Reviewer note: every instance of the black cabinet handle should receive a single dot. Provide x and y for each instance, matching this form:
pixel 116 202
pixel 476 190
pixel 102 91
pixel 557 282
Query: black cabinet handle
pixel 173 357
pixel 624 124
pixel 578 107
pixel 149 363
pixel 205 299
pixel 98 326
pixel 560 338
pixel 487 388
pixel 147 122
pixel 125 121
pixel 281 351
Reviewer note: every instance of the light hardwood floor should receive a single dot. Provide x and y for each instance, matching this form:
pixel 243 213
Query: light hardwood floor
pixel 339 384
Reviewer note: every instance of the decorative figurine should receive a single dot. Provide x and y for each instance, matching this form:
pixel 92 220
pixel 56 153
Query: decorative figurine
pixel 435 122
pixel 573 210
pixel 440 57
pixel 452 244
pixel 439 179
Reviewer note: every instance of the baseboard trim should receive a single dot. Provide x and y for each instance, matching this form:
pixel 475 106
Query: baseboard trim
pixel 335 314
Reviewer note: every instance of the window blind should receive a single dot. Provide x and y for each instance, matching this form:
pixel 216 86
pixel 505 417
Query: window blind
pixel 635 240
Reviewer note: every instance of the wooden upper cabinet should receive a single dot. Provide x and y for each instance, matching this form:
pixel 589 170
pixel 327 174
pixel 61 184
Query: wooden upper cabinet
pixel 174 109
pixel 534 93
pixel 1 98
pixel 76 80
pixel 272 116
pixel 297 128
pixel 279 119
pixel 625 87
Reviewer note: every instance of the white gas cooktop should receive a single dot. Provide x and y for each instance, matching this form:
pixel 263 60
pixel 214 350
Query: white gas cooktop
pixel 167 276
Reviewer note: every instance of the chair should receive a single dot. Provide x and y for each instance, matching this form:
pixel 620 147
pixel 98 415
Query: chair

^^^^^^^^^^^^^^^^

*The request*
Copy out every line of all the entries above verbatim, in their original order.

*Answer to the problem*
Reviewer note: every instance of the black cabinet handle should receive a single dot. Provide x and y for each instance, matching this form:
pixel 116 202
pixel 476 190
pixel 102 91
pixel 557 282
Query: black cabinet handle
pixel 173 357
pixel 624 124
pixel 578 107
pixel 149 363
pixel 205 299
pixel 98 326
pixel 560 338
pixel 487 388
pixel 147 122
pixel 125 121
pixel 281 351
Reviewer note: every instance of the light hardwood floor should receive a single dot. Provide x and y for each instance, matching this form:
pixel 243 213
Query: light hardwood floor
pixel 339 384
Reviewer note: every instance of the decorative figurine should receive a single dot. Provide x and y for each instance, matching this form:
pixel 92 220
pixel 56 153
Query: decorative figurine
pixel 435 122
pixel 573 210
pixel 440 57
pixel 452 244
pixel 439 179
Reviewer note: every instance of the baseboard trim should receive a single dot. Provide x and y for each instance, matching this form:
pixel 475 106
Query: baseboard trim
pixel 335 314
Reviewer note: every instance of the window blind should receive a single dot. Provide x and y for each instance, matching this form:
pixel 216 86
pixel 505 417
Query: window blind
pixel 635 240
Reviewer note: every instance of the wooden upper cabinet should receive a single dot. Provide x and y for each instance, matching this form:
pixel 589 170
pixel 327 174
pixel 61 184
Query: wooden upper cabinet
pixel 174 109
pixel 534 93
pixel 1 98
pixel 76 80
pixel 272 116
pixel 297 128
pixel 279 119
pixel 625 87
Reviewer note: every instance of the white gas cooktop should receive a single dot. Provide x and y for each instance, matching this form:
pixel 263 60
pixel 214 350
Query: white gas cooktop
pixel 167 276
Reviewer note: every instance of the chair should receive a single dot. Provide x and y for each instance, matching this form:
pixel 620 147
pixel 98 415
Query: chair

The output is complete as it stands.